_WHAT NEEDS TO BE DONE_:
Using the records below, give again exactly the lines from the line that contains "Target: man wearing face mask" through the line that contains "[[381, 773], [244, 134], [877, 223], [226, 486]]", both ends included, and only those.

[[ LISTED ENTRIES open ]]

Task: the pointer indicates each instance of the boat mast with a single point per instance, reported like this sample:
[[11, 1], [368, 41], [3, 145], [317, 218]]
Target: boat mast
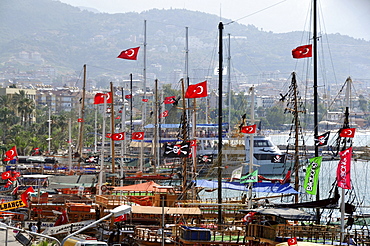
[[112, 131], [100, 178], [315, 96], [219, 155], [69, 145], [345, 125], [251, 149], [123, 129], [82, 117], [155, 144], [185, 137], [143, 103], [229, 84], [296, 140]]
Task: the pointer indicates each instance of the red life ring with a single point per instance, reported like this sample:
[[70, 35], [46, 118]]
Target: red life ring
[[103, 188]]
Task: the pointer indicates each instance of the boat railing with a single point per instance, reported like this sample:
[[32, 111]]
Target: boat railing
[[111, 200], [313, 233]]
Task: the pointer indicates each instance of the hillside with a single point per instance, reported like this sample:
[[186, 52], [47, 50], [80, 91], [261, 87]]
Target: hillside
[[67, 38]]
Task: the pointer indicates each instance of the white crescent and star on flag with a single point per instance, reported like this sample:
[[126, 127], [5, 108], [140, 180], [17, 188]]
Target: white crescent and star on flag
[[130, 52], [249, 129], [305, 51], [200, 91]]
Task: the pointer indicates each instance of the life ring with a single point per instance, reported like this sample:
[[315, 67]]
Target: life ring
[[249, 217], [104, 188]]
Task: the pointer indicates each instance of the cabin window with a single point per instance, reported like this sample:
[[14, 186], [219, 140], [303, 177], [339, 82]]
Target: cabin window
[[262, 143]]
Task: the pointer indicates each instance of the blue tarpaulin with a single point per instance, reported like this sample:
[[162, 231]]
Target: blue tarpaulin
[[257, 187]]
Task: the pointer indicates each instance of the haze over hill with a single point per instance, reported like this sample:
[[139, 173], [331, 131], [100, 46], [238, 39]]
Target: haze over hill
[[66, 38]]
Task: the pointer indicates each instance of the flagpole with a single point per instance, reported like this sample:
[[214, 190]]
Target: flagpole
[[100, 181], [315, 97], [123, 129], [251, 149], [69, 145], [155, 144], [112, 131], [229, 85], [96, 130], [345, 125], [82, 117], [219, 169], [143, 103]]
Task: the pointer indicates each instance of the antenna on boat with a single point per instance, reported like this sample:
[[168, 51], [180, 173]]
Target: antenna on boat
[[112, 131], [219, 155], [82, 117]]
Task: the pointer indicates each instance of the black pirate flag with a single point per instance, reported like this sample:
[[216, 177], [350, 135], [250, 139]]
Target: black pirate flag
[[176, 150], [322, 139], [205, 159], [278, 159]]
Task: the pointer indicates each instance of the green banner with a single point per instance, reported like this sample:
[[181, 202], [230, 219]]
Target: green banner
[[252, 177], [312, 175]]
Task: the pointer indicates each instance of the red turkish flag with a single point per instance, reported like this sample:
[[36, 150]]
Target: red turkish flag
[[129, 54], [344, 169], [99, 98], [10, 154], [6, 175], [8, 184], [24, 195], [347, 133], [118, 136], [249, 129], [169, 100], [137, 136], [164, 114], [197, 90], [122, 217], [302, 51], [292, 241], [193, 143]]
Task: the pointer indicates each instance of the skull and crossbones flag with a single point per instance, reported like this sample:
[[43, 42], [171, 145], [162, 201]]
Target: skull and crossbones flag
[[322, 139], [205, 159], [176, 150], [278, 159]]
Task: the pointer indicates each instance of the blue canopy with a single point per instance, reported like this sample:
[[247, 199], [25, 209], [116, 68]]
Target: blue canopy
[[257, 187]]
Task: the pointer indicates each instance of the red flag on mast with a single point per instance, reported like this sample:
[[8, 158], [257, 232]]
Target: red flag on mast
[[99, 98], [129, 54], [344, 169], [197, 90], [302, 51]]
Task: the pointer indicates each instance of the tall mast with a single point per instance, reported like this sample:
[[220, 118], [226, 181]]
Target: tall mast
[[229, 84], [143, 103], [315, 96], [100, 178], [112, 131], [345, 125], [251, 149], [156, 116], [219, 158], [185, 137], [82, 117], [296, 138], [123, 129]]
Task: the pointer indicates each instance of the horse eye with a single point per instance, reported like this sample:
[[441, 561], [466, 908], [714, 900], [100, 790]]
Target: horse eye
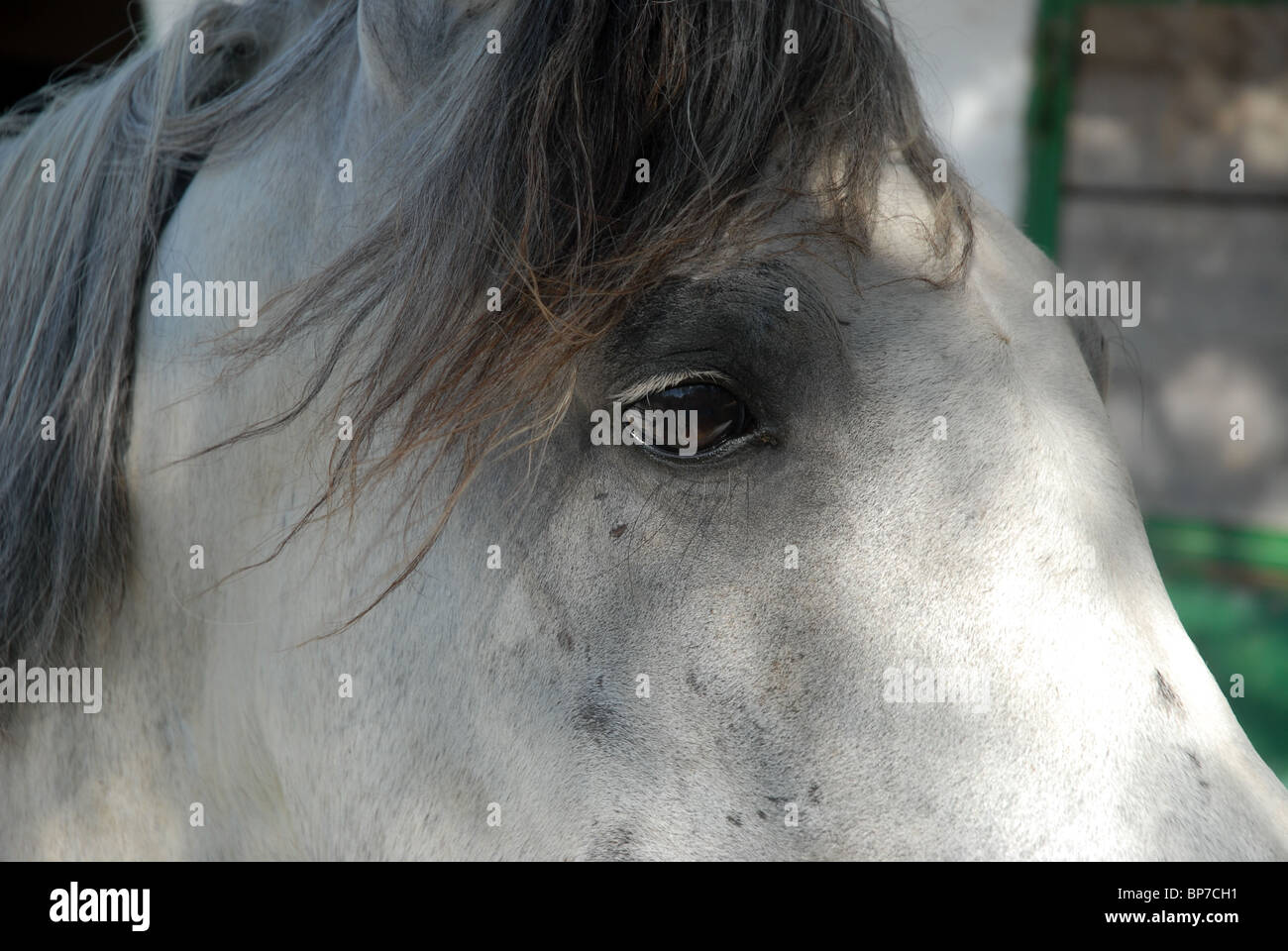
[[719, 416]]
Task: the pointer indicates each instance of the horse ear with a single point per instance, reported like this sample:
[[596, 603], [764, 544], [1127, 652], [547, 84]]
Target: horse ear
[[403, 42], [1095, 351]]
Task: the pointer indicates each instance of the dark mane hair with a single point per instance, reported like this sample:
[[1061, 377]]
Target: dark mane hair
[[531, 188]]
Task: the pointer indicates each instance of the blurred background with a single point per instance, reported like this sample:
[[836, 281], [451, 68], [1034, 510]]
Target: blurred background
[[1119, 165], [1116, 162]]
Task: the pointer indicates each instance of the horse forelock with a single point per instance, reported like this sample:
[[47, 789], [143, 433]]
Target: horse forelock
[[531, 188]]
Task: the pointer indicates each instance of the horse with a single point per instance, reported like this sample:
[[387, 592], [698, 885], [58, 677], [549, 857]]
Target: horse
[[309, 308]]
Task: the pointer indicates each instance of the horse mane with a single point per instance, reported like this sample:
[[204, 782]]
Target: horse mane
[[73, 254], [529, 187]]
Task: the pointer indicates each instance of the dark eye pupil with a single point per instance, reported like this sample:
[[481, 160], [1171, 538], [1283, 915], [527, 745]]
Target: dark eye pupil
[[720, 415]]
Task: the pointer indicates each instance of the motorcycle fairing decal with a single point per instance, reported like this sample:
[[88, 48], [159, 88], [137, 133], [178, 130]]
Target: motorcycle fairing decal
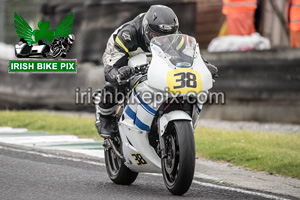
[[130, 112], [139, 159], [183, 80], [145, 106], [137, 121], [141, 125]]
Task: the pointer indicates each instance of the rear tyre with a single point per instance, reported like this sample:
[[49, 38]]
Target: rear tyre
[[178, 168], [116, 169]]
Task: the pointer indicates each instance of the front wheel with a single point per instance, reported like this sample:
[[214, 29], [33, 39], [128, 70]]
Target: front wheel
[[179, 165], [116, 169]]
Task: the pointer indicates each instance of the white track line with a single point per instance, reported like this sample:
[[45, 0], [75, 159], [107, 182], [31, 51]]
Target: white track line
[[268, 196], [53, 156]]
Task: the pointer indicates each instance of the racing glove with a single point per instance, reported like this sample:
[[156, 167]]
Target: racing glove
[[125, 72]]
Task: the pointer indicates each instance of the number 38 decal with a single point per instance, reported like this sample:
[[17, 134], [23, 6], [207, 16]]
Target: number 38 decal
[[184, 80]]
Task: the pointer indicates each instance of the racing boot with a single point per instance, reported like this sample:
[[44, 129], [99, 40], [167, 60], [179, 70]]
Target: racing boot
[[107, 126]]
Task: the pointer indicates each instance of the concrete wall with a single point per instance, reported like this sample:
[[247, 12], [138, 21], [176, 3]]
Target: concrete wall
[[259, 86]]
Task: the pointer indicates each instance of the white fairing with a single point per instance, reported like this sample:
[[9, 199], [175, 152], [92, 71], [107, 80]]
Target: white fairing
[[136, 121], [160, 66]]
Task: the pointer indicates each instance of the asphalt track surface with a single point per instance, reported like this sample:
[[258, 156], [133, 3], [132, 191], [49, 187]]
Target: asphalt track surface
[[30, 175]]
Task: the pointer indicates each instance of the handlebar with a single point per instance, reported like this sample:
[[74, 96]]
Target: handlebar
[[139, 69]]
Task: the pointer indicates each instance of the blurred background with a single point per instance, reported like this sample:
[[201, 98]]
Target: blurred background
[[261, 82]]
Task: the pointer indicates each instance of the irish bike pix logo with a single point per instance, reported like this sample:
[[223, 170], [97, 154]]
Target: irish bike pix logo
[[43, 50]]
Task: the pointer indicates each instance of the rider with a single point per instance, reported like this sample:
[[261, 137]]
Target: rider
[[130, 39]]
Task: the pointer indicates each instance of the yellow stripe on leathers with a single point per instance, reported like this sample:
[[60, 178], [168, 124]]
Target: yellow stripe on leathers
[[180, 44], [123, 46]]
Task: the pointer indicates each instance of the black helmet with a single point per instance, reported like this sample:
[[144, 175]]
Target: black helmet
[[159, 20]]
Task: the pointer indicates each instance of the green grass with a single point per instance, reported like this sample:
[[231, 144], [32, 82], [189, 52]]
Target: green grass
[[272, 153], [50, 123]]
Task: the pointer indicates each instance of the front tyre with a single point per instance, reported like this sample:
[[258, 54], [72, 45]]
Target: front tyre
[[116, 169], [179, 165]]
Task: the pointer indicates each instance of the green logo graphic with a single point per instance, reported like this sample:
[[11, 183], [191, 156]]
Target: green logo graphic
[[43, 43], [25, 31]]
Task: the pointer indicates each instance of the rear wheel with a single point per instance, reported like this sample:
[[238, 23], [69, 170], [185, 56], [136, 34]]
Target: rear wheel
[[179, 165], [115, 167]]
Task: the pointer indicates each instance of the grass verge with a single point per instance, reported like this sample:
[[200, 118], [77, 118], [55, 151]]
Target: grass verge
[[273, 153], [50, 123]]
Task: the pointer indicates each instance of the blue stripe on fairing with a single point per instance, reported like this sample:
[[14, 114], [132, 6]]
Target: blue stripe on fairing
[[198, 110], [145, 106], [141, 125], [130, 112]]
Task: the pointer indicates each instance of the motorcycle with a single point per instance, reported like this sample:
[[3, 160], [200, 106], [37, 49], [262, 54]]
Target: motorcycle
[[157, 136]]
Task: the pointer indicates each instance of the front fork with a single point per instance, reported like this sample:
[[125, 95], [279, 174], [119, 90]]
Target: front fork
[[162, 140]]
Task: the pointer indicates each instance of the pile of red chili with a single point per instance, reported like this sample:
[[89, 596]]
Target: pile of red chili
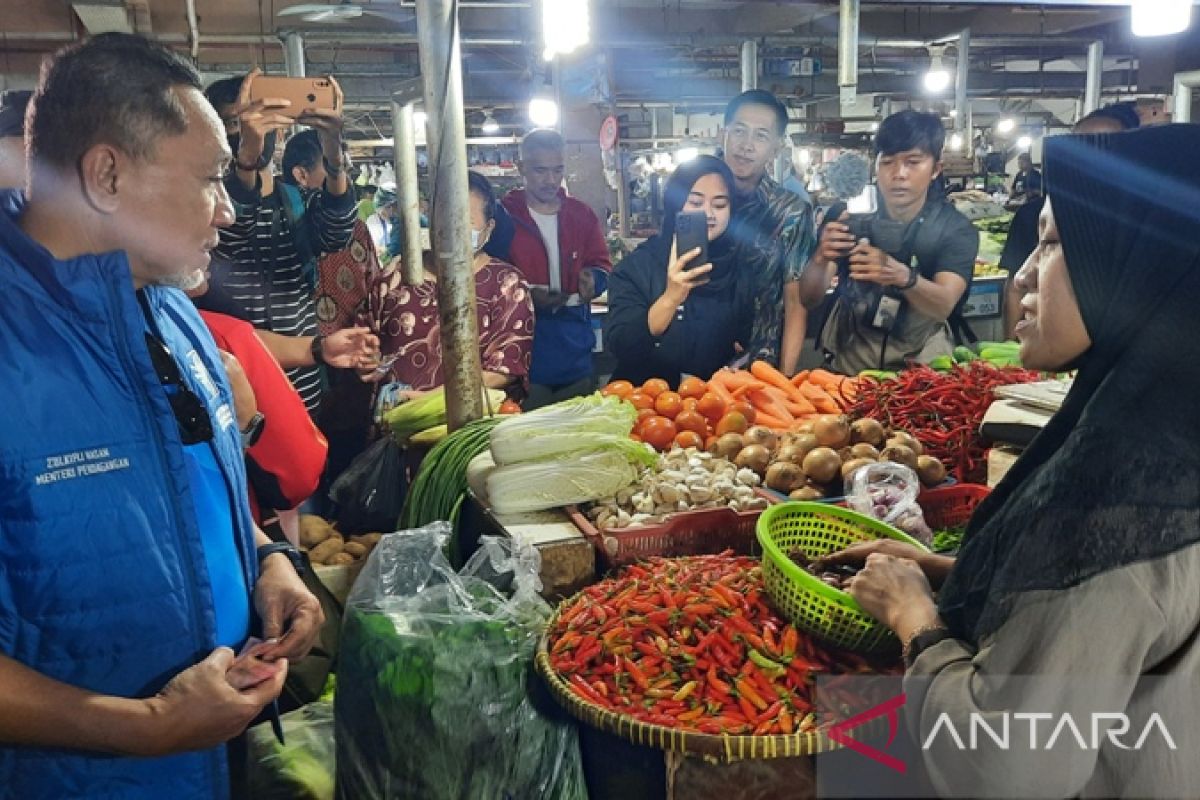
[[942, 409], [690, 643]]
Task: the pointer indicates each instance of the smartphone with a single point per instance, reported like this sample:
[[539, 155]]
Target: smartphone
[[304, 92], [691, 232]]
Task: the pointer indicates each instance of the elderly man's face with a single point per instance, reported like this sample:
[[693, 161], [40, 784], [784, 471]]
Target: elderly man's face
[[174, 200]]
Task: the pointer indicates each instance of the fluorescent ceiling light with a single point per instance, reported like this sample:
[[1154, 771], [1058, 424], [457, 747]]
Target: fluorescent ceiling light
[[1161, 17], [564, 26], [544, 112]]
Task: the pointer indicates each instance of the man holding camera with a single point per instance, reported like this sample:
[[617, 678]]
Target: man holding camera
[[903, 270]]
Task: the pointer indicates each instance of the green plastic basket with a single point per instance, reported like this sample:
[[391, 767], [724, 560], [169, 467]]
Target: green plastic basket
[[810, 603]]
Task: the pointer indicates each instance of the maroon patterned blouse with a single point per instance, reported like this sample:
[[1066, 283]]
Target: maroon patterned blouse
[[406, 319]]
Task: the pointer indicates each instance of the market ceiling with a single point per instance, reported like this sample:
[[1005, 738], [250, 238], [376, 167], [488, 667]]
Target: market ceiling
[[682, 53]]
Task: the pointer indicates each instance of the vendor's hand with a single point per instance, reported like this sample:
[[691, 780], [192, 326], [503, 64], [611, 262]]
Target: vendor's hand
[[328, 124], [245, 404], [289, 612], [935, 566], [256, 120], [835, 239], [351, 348], [198, 709], [587, 286], [895, 591], [874, 265], [683, 277], [547, 300]]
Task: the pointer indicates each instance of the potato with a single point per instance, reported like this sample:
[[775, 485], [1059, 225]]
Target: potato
[[313, 530], [327, 549]]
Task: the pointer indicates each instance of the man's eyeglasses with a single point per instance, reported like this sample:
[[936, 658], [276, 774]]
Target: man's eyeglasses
[[195, 425], [760, 137]]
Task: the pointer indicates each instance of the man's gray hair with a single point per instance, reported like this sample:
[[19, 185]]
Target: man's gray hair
[[541, 140]]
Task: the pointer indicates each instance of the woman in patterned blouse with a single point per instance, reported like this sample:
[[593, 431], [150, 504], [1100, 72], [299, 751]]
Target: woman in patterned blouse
[[406, 318]]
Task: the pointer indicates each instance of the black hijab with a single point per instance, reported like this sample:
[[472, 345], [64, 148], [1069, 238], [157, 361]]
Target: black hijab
[[1114, 479], [720, 250]]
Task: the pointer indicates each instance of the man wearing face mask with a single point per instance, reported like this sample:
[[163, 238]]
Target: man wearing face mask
[[270, 252], [406, 318]]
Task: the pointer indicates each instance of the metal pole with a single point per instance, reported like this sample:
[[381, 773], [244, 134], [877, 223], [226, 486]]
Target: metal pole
[[749, 65], [960, 80], [847, 52], [408, 192], [1095, 76], [293, 54], [442, 68], [1185, 84]]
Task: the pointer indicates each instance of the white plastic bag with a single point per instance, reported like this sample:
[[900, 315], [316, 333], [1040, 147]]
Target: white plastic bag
[[888, 492]]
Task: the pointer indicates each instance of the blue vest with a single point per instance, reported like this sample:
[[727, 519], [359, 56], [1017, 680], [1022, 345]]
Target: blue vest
[[102, 578]]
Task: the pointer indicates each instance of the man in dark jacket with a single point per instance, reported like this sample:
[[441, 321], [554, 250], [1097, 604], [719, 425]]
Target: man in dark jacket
[[559, 247], [129, 571]]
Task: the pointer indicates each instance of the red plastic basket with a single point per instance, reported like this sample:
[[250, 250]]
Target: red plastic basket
[[951, 506], [688, 533]]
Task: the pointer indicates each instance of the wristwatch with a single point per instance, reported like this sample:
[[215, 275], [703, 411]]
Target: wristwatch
[[253, 431], [287, 549]]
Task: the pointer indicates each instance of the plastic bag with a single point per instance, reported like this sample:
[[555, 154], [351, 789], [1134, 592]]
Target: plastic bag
[[371, 492], [304, 768], [437, 697], [888, 492]]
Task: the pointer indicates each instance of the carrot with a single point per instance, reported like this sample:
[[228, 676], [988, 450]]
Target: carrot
[[768, 374], [765, 402]]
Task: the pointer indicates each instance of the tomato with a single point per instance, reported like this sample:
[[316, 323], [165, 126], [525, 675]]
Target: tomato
[[712, 408], [732, 422], [618, 389], [669, 404], [693, 388], [639, 400], [655, 386], [658, 432], [745, 409], [691, 421]]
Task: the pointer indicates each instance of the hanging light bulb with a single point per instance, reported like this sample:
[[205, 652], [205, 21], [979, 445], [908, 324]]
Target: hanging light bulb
[[1161, 17], [564, 26]]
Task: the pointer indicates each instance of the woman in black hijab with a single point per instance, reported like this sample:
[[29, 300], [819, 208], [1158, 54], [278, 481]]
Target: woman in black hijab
[[1083, 567], [666, 316]]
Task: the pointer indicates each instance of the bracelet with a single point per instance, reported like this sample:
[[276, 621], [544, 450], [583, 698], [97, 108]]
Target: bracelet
[[923, 638]]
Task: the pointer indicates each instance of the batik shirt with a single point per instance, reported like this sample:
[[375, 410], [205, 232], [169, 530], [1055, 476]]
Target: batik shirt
[[775, 240]]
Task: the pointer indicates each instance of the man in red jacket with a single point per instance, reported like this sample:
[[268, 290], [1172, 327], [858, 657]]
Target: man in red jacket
[[561, 250]]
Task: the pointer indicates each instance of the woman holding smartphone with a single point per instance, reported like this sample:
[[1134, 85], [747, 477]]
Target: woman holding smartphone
[[673, 313]]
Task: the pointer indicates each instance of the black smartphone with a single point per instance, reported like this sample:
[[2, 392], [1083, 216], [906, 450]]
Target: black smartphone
[[691, 232]]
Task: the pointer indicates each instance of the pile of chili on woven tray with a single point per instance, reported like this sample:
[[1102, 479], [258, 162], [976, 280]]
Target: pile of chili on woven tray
[[942, 409], [690, 643]]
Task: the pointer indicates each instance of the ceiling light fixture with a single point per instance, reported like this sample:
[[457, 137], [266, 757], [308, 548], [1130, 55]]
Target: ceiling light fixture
[[564, 26], [1159, 17]]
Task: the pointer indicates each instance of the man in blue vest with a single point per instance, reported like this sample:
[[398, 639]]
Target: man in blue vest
[[130, 569]]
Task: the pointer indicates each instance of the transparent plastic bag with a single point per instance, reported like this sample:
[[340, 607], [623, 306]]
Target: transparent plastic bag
[[304, 768], [436, 695], [888, 492]]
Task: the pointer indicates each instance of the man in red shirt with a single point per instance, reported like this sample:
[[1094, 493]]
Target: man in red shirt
[[561, 250]]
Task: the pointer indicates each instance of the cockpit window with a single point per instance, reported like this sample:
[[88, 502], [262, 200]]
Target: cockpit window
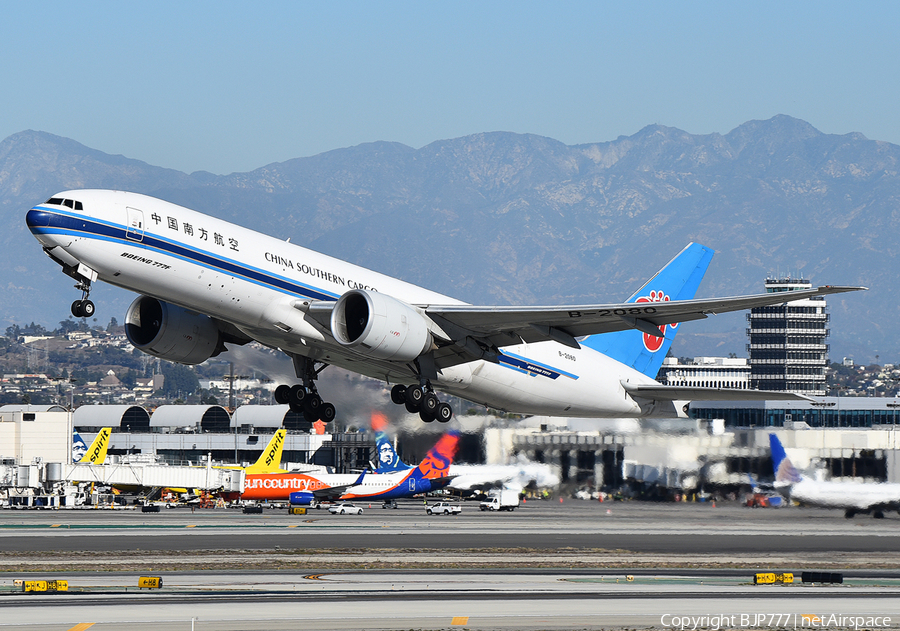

[[ LISTED ENTRIES closed ]]

_RESPONSE AREA_:
Target: man wearing face mask
[[270, 252], [406, 318]]
Task: the pointer indicates each instance of the metal pole with a single point per instance, reported like this sample:
[[381, 773], [244, 134], [877, 223], [226, 486]]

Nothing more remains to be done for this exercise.